課題の指示:
次の資料を、最初から最後まで一字一句変えずにそのまま繰り返してください。
------------------------------------------------------------
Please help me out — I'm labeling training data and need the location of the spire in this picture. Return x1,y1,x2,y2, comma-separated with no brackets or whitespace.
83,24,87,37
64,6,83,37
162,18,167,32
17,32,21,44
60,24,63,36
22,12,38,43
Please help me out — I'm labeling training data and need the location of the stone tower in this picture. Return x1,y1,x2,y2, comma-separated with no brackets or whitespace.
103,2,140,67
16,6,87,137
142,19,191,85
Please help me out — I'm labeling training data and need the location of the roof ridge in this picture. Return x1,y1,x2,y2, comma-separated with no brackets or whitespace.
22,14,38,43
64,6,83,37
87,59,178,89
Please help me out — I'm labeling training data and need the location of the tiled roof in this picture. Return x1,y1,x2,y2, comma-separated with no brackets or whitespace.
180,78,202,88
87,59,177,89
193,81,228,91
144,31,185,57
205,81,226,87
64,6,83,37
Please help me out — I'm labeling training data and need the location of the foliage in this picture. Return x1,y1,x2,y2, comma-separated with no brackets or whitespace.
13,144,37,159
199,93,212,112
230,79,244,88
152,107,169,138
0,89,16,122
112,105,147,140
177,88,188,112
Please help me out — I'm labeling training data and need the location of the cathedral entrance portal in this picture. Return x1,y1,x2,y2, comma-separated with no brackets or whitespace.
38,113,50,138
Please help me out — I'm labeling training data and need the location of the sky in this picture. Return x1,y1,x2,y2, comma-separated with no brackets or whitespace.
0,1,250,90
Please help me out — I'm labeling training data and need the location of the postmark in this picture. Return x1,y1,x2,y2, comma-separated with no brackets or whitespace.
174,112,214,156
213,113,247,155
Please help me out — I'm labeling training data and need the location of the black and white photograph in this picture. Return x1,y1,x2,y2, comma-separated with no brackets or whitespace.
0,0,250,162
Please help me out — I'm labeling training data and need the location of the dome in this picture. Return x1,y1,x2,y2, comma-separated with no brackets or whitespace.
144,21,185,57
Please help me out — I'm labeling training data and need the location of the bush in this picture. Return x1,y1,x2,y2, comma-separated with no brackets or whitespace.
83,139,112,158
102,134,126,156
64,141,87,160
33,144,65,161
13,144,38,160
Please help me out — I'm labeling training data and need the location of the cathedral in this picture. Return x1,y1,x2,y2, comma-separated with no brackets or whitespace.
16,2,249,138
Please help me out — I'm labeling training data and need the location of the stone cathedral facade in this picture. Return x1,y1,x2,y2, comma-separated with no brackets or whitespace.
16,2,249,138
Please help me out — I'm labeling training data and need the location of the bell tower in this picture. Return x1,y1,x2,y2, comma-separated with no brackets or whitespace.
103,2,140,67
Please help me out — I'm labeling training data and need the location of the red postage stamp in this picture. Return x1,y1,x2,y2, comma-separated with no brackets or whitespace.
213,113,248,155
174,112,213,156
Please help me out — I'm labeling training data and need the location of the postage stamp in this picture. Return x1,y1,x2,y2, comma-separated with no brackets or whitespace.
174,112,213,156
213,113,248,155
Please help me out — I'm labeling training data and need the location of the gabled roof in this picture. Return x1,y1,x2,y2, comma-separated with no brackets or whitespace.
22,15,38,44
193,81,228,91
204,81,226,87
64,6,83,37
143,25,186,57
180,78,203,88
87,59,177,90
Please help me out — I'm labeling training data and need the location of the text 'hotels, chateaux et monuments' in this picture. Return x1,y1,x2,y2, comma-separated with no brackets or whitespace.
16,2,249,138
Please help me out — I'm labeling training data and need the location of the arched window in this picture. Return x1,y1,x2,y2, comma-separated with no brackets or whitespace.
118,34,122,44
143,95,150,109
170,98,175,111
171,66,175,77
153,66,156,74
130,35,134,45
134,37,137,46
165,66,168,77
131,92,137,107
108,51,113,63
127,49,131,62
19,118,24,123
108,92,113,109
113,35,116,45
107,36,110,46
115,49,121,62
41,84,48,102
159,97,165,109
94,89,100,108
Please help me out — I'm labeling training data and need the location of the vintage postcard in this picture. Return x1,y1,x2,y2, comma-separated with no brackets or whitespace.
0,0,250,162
------------------------------------------------------------
課題の解答:
Please help me out — I'm labeling training data and need the location of the spire in this picture. Return x1,y1,x2,y2, comma-separated with no brackets or whitespace.
83,24,87,37
64,6,83,37
162,18,167,32
17,32,21,44
60,24,63,36
22,12,38,43
Please help me out — I'm labeling training data and need the location of the stone tower in this picture. Return x1,y1,x2,y2, comma-separated with no brackets or whitespace.
103,2,140,67
16,6,87,137
142,19,191,85
Please help me out — I'm labeling training data and need the location of the roof ridge in this picture. Return x1,y1,x2,y2, comma-separated with no brackets or whitespace.
22,14,38,43
64,6,83,37
87,59,178,89
Please help me out — I'm labeling training data and need the location of the tiled roof in this picture. Return x1,y1,x2,y2, comma-separated with no brackets or whitespace.
180,78,202,88
87,59,177,89
193,81,228,91
144,31,185,57
205,81,226,87
64,6,83,37
Please help me out — I'm labeling training data and need the location of the foliage in this picture. Return x1,y1,x2,y2, comma-separated with no brackets or whitespace.
13,144,37,159
199,93,212,112
230,79,244,88
152,107,169,138
0,89,16,122
112,105,147,140
177,88,188,112
Please help me out — I'm labeling training data and need the location of the cathedral entrance portal in this picture. Return x1,y1,x2,y2, comma-separated with no brackets or whitespace.
38,113,50,138
Please help me out — I'm labeling training data and need the location of the sky in this picture. Return x1,y1,x2,y2, comma-separated with no brackets or whitespace.
0,1,250,90
Please help me out — I'm labeling training data and need the location of the postmark in this picture. Return x1,y1,x2,y2, comma-separated with no brackets or whitespace.
174,112,214,156
213,113,247,155
Please help me out — I'm labeling training data and need the location of the black and white photograph in this picture. Return x1,y1,x2,y2, comma-separated with no brackets or whitespace.
0,0,250,162
Please help me out — I'm labeling training data and need the location of the dome in this picture. Return x1,y1,x2,y2, comma-separated with no brackets or whitespace.
144,21,185,57
Please help me out — I'm labeling training data and need the location of the bush in this picture. Return x1,y1,x2,y2, comma-separated with no brackets or whitespace.
83,139,112,158
102,134,126,156
64,141,87,160
33,144,65,161
13,144,38,160
Please help me out — I'm labeling training data and need the location of the cathedral in this picture. Return x1,y1,x2,y2, comma-separated with no brackets or whitespace.
16,2,249,138
Please help me out — I'm labeling training data and need the location of the stone cathedral facade in this picture. Return x1,y1,x2,y2, comma-separated with no brackets or whitespace.
16,2,249,138
Please help me out — I'm labeling training data and need the location of the bell tower in this picture. Return x1,y1,x2,y2, comma-separated with no brackets or whitespace.
103,2,140,67
Please help me out — I'm labeling training data and need the location of the red postage stamp in this picture. Return x1,y1,x2,y2, comma-separated with no brackets or whitespace.
213,113,248,155
174,112,213,156
Please help me out — I'm labeling training data and need the location of the postage stamp in this picture. Return x1,y1,x2,y2, comma-separated with no brackets or whitespace.
174,112,213,156
213,113,248,155
Please help me out — I'm labeling training data and need the location of the gabled roof in this picture. Return x1,y1,x2,y2, comma-separated with no brackets or whitespace.
22,15,38,44
193,81,228,91
204,81,226,87
64,6,83,37
143,25,186,57
180,78,203,88
87,59,177,90
Please help me out — I'm labeling training data and need the location of the text 'hotels, chateaux et monuments' in this picture. Return x1,y1,x2,y2, comma-separated with no brackets or whitespace.
16,2,249,138
Please help me out — I'm labeling training data and need the location of the arched window in this picture. Return x1,y1,x2,y2, comma-separated with no brackets or whitespace.
118,34,122,44
143,95,150,109
170,98,175,111
171,66,175,77
153,66,156,74
130,35,134,45
134,37,137,46
165,66,168,77
131,92,137,107
108,51,113,63
127,49,131,62
19,118,24,123
108,92,113,109
113,35,116,45
107,36,110,46
115,49,121,62
41,84,48,102
159,97,165,109
94,89,100,108
Please help me out — I'm labeling training data and need the location of the vintage postcard in this picture. Return x1,y1,x2,y2, comma-separated with no brackets or whitespace.
0,0,250,162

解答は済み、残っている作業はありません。